Ciascuno di noi ha trascorso la quarantena facendosi coraggio come meglio ha potuto, io l’ho affrontata in compagnia di otto stagioni di Dexter, recupero doveroso e colpevolmente tardivo per un’appassionata di serie come la sottoscritta. Quindi, mentre tutti gli altri condividono il resoconto di questi ultimi due mesi passati tra crisi esistenziali, crolli emotivi e la ridefinizione della propria vita e dei rapporti umani messi strenuamente alla prova, io desidero condividere con voi questo pezzo che è sì una recensione su Dexter, ma anche un viaggio attraverso il come una serie partita benissimo, a un certo punto abbia invertito il senso di marcia premendo sempre più sull’acceleratore, fino a schiantarsi contro il muro della professionalità e del senso del ridicolo, investendo nel mentre il rispetto per il pubblico.

Per tante serie vengono scomodati termini quali “arte” o “capolavoro” – pensiamo a Mad Men che ricade in entrambe le definizioni – ma questo non deve far dimenticare che una serie, indipendentemente dal suo valore, è sempre un prodotto realizzato per vendere spazi pubblicitari o abbonamenti: il fatto che intrattenga procurandoci piacere è solo il come e il perché riesca nel suo intento. Nessuna sorpresa quindi che Showtime, trovandosi per le mani un successo come quello di Dexter, abbia deciso di proseguire finché le è stato (dis)umanamente possibile. Ma il percorso complessivo della serie è molto interessante da esaminare: nonostante le stagioni siano otto, la prima è di fatto una miniserie perfettamente autoconclusiva. Partendo da questo presupposto la seconda stagione riapre una storia già chiusa e diventa qualcos’altro, come se da questo punto in poi assistessimo a una serie nuova anche se fortemente ispirata all’originale di cui conserva quasi tutto, e nel “quasi” c’è l’apprezzabile scarto tra una scrittura impeccabile a sostegno di una coerenza narrativa interna, e una scrittura che un po’ alla volta si dirige rovinosamente verso la sciatta distruzione di tutto quello che di interessante e ben costruito era presente nella serie.

□ □ □ □

Obiettivi:
(A) Rispondi a queste domande sulla recensione di Dexter:
(i) Quante stagioni di Dexter sono state viste durante la quarantena?
(ii) Quale serie viene indicata come esempio che rientra sia nella definizione di "arte" sia in quella di "capolavoro"?
(iii) Quale rete ha deciso di proseguire Dexter finché le è stato possibile?
(B) Trascrivi parola per parola il brano della recensione di Dexter compreso tra "Ciascuno di noi" e "per il pubblico.", estremi inclusi.

Dati grezzi:
□ □ □ □

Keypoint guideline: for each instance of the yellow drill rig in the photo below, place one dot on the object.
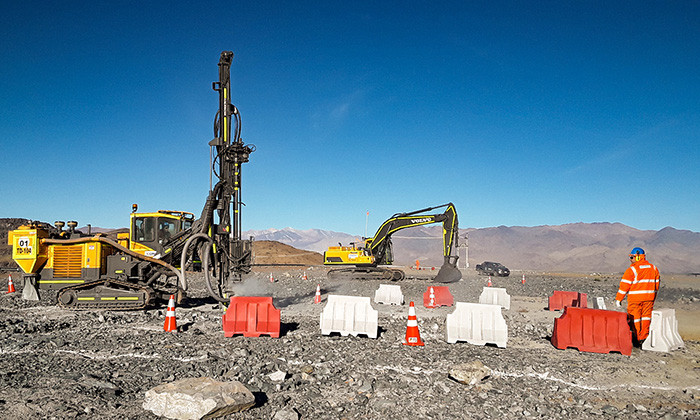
(149, 262)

□ □ □ □

Risposte fornite:
(A)
(i) Otto stagioni.
(ii) Mad Men.
(iii) Showtime.

(B)
Ciascuno di noi ha trascorso la quarantena facendosi coraggio come meglio ha potuto, io l’ho affrontata in compagnia di otto stagioni di Dexter, recupero doveroso e colpevolmente tardivo per un’appassionata di serie come la sottoscritta. Quindi, mentre tutti gli altri condividono il resoconto di questi ultimi due mesi passati tra crisi esistenziali, crolli emotivi e la ridefinizione della propria vita e dei rapporti umani messi strenuamente alla prova, io desidero condividere con voi questo pezzo che è sì una recensione su Dexter, ma anche un viaggio attraverso il come una serie partita benissimo, a un certo punto abbia invertito il senso di marcia premendo sempre più sull’acceleratore, fino a schiantarsi contro il muro della professionalità e del senso del ridicolo, investendo nel mentre il rispetto per il pubblico.